[Stored records]
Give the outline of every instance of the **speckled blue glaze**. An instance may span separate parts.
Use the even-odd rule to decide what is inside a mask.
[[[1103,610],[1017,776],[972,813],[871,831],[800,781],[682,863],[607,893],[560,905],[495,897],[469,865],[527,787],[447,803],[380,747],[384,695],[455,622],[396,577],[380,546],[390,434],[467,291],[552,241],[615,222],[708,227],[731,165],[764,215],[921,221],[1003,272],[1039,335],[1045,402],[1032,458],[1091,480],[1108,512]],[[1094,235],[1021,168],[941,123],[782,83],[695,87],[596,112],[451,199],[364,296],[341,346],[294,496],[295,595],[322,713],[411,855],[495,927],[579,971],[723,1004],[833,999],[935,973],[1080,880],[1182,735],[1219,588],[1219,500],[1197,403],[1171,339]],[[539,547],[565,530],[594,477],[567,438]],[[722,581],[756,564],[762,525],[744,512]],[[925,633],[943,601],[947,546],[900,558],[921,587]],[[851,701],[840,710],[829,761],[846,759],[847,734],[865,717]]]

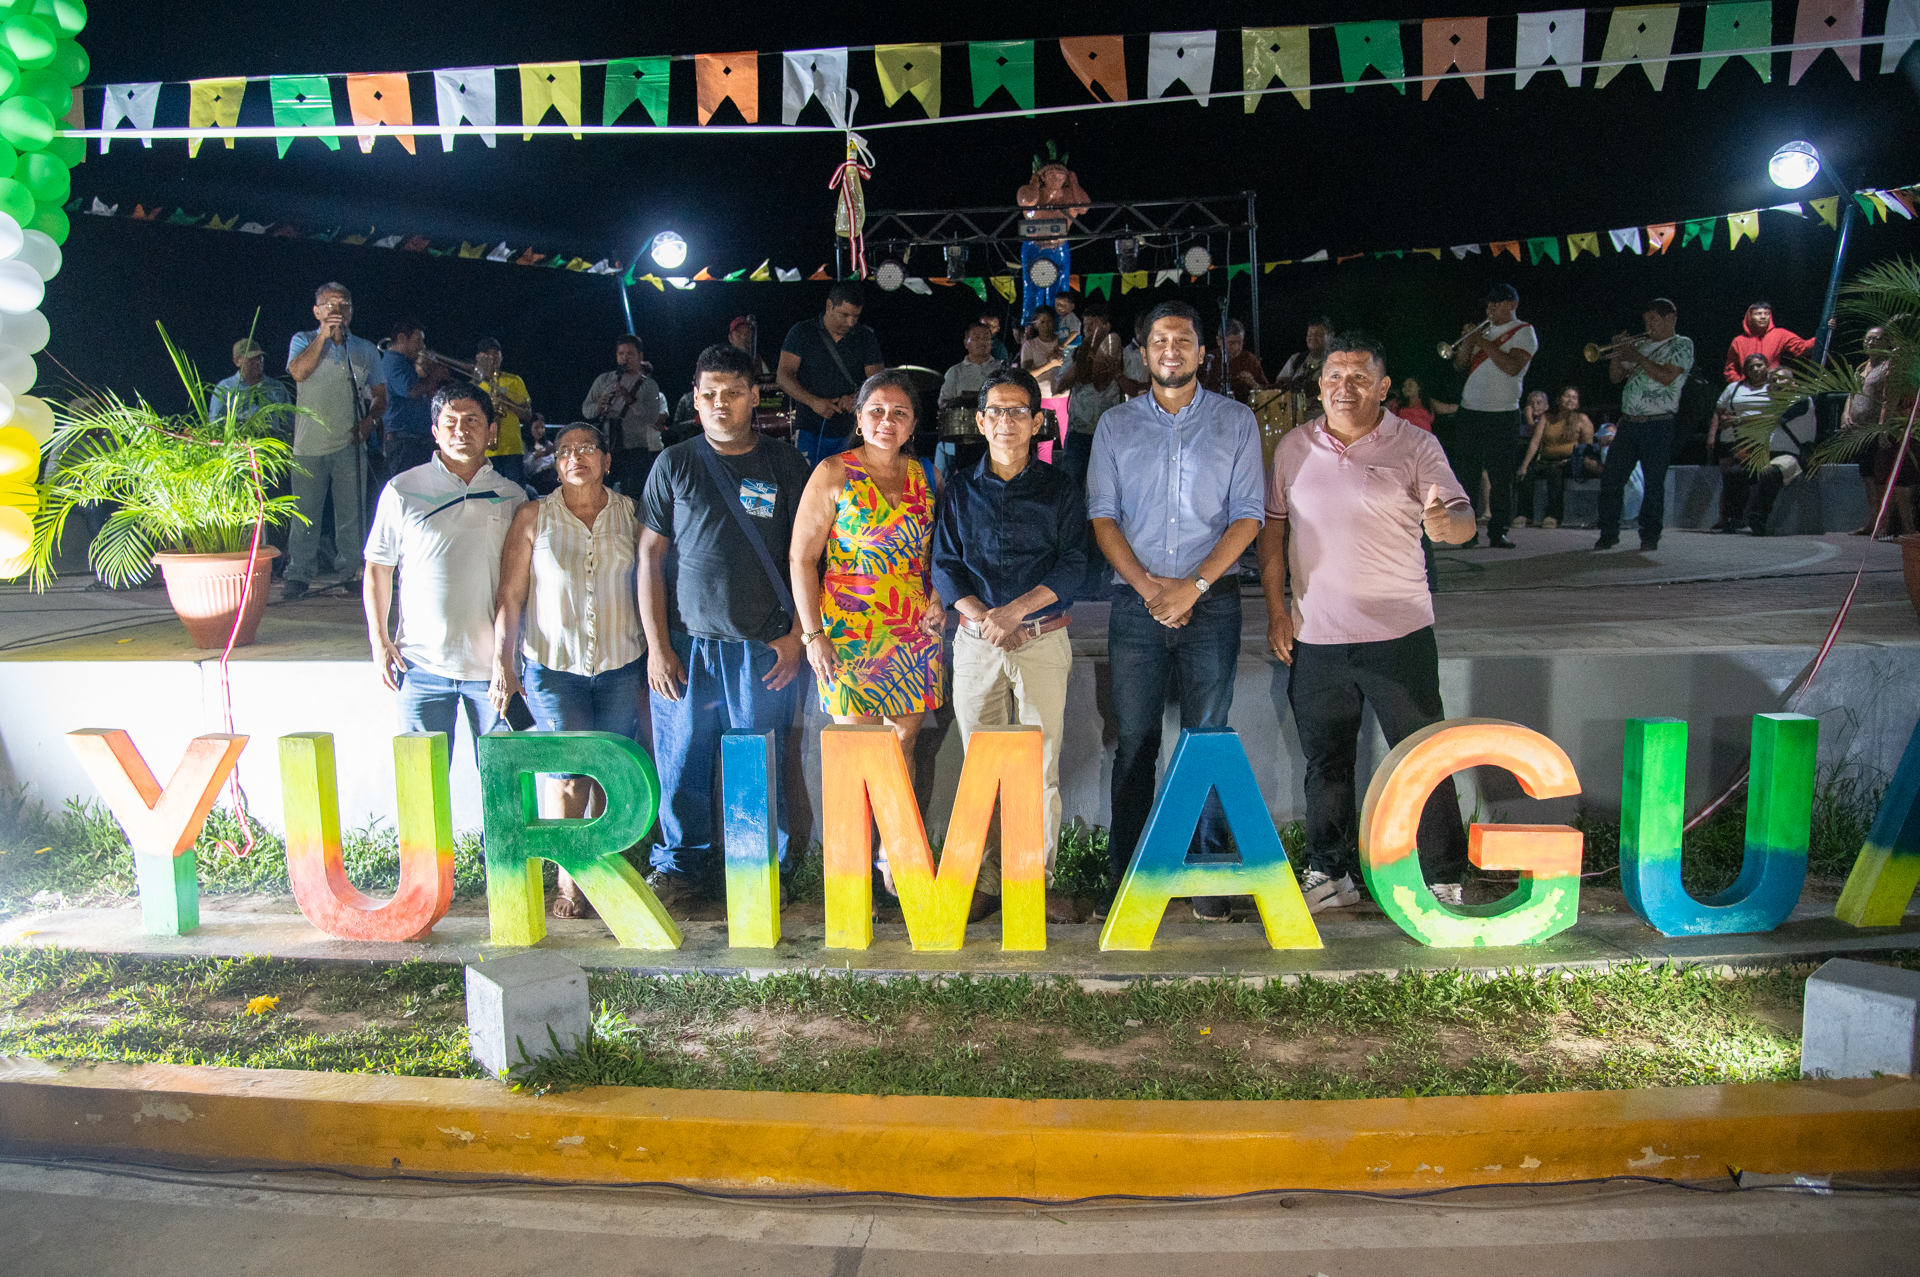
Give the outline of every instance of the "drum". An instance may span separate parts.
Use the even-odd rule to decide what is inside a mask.
[[[974,425],[972,404],[957,403],[940,410],[940,442],[960,443],[979,437],[980,431]]]
[[[753,428],[770,439],[793,437],[793,404],[778,387],[760,387],[760,403],[753,410]]]
[[[1271,471],[1273,450],[1280,446],[1281,437],[1300,424],[1294,420],[1294,396],[1284,390],[1256,390],[1251,406],[1253,419],[1260,424],[1260,451]]]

__DESCRIPTION OF THE TASK__
Nothing but the records above, retyped exactly and stripped of images, should appear in the answer.

__TASK SOLUTION__
Give the outline of every instance of the **speckled blue glaze**. An instance may span separate parts.
Use the even-odd rule to decide what is inside a mask.
[[[1103,610],[1017,776],[972,813],[871,831],[800,781],[682,863],[607,893],[560,905],[495,897],[469,865],[527,787],[447,803],[380,747],[384,695],[455,622],[396,577],[380,546],[390,434],[467,291],[552,241],[615,222],[708,227],[731,165],[764,215],[921,221],[1003,272],[1039,335],[1045,402],[1032,458],[1091,480],[1108,512]],[[1094,235],[1021,168],[941,123],[782,83],[695,87],[596,112],[451,199],[364,296],[341,346],[294,496],[295,595],[322,713],[411,855],[495,927],[579,971],[723,1004],[833,999],[935,973],[1080,880],[1182,735],[1219,588],[1219,500],[1197,403],[1171,339]],[[539,547],[565,530],[594,477],[567,438]],[[722,581],[756,564],[762,525],[744,512]],[[925,633],[943,601],[947,546],[900,558],[921,587]],[[851,701],[840,710],[829,761],[846,759],[847,734],[865,717]]]

Give the outline of every instance of the "drum". An instance may span separate parts.
Use the even-odd rule to decide what is inside a mask.
[[[974,425],[972,404],[957,403],[940,410],[940,442],[960,443],[979,437],[980,431]]]
[[[753,428],[770,439],[793,437],[793,404],[778,387],[760,387],[760,403],[753,410]]]
[[[1271,471],[1273,450],[1280,446],[1281,437],[1300,424],[1294,420],[1294,396],[1284,390],[1256,390],[1251,406],[1253,419],[1260,424],[1260,451]]]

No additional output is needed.